Task item: Set down the data again word for word. Skip any pictures.
·····
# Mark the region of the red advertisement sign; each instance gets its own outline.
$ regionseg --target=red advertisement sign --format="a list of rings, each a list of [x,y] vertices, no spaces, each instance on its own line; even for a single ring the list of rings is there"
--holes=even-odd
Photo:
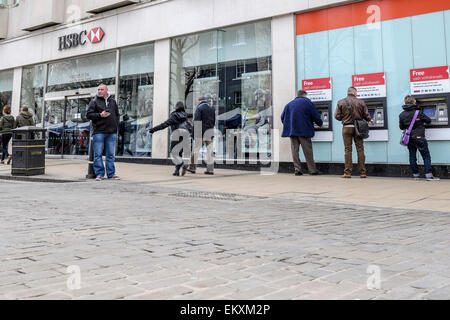
[[[302,89],[308,92],[311,101],[331,101],[331,78],[306,79],[302,81]]]
[[[450,92],[448,66],[412,69],[410,71],[412,94]]]
[[[386,97],[384,72],[353,75],[352,85],[358,90],[358,98]]]

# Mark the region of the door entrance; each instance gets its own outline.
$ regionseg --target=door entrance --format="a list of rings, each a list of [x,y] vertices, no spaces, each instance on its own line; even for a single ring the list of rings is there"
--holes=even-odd
[[[94,93],[90,92],[70,91],[64,92],[64,96],[46,95],[44,128],[47,129],[47,155],[87,158],[91,123],[86,113],[93,96]]]
[[[47,154],[88,155],[90,122],[86,111],[90,101],[90,96],[46,101]]]

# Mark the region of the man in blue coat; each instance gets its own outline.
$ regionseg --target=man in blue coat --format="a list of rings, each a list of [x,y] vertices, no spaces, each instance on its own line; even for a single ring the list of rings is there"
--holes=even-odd
[[[300,90],[297,98],[289,102],[281,114],[283,122],[283,138],[291,138],[292,158],[294,160],[295,175],[303,175],[299,157],[300,145],[305,155],[308,171],[311,175],[318,175],[314,162],[311,138],[314,137],[314,123],[319,127],[323,121],[314,104],[306,97],[306,91]]]

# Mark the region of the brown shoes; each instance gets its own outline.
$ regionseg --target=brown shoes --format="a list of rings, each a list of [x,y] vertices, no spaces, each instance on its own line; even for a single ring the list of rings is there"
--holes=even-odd
[[[367,178],[367,175],[366,175],[366,174],[362,174],[362,175],[360,175],[360,178],[361,178],[361,179],[366,179],[366,178]]]
[[[345,173],[341,178],[350,179],[352,176],[350,174]]]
·····
Response:
# Mark the region of the red advertisement sign; each instance gets its own outline.
$ regionseg --target=red advertisement sign --format="a list of rings, each a list of [x,y] vertices, no spaces, each instance on its own line; even for a single ring the list of rings is there"
--holes=even-odd
Photo:
[[[302,89],[308,92],[311,101],[331,101],[331,78],[306,79],[302,81]]]
[[[450,92],[448,66],[412,69],[410,71],[412,94]]]
[[[386,97],[384,72],[353,75],[352,85],[358,90],[358,98]]]

# Mark the region of the door entrance; each instance gets its own outline.
$ regionseg --target=door entrance --format="a list of rings, each a list of [x,y] vertices, no spaces, each instance on its own line; even for a single ring the list of rings is there"
--holes=even-odd
[[[94,93],[90,92],[70,91],[64,92],[64,96],[46,95],[44,128],[47,129],[47,155],[87,158],[91,123],[86,113],[93,96]]]
[[[47,154],[88,155],[90,122],[86,111],[90,101],[90,96],[46,101]]]

# Mark the region of the man in blue coat; each instance gets its own outline.
$ regionseg --target=man in blue coat --format="a list of rings, each a list of [x,y] vertices, no spaces, each instance on its own line; even for a single ring the list of rings is there"
--holes=even-odd
[[[300,90],[297,98],[289,102],[281,114],[283,122],[283,138],[291,138],[292,158],[294,160],[295,175],[303,175],[299,157],[300,145],[305,155],[308,171],[311,175],[318,175],[314,162],[311,138],[314,137],[314,123],[319,127],[323,121],[314,104],[306,97],[306,91]]]

# Mark the region of the brown shoes; each instance gets its own outline.
$ regionseg --target=brown shoes --format="a list of rings, each a list of [x,y] vertices, no spaces, each instance on its own line; even for a single ring the list of rings is there"
--holes=even-odd
[[[367,178],[367,175],[366,175],[366,174],[362,174],[362,175],[360,175],[360,178],[361,178],[361,179],[366,179],[366,178]]]
[[[345,173],[341,178],[350,179],[352,176],[350,174]]]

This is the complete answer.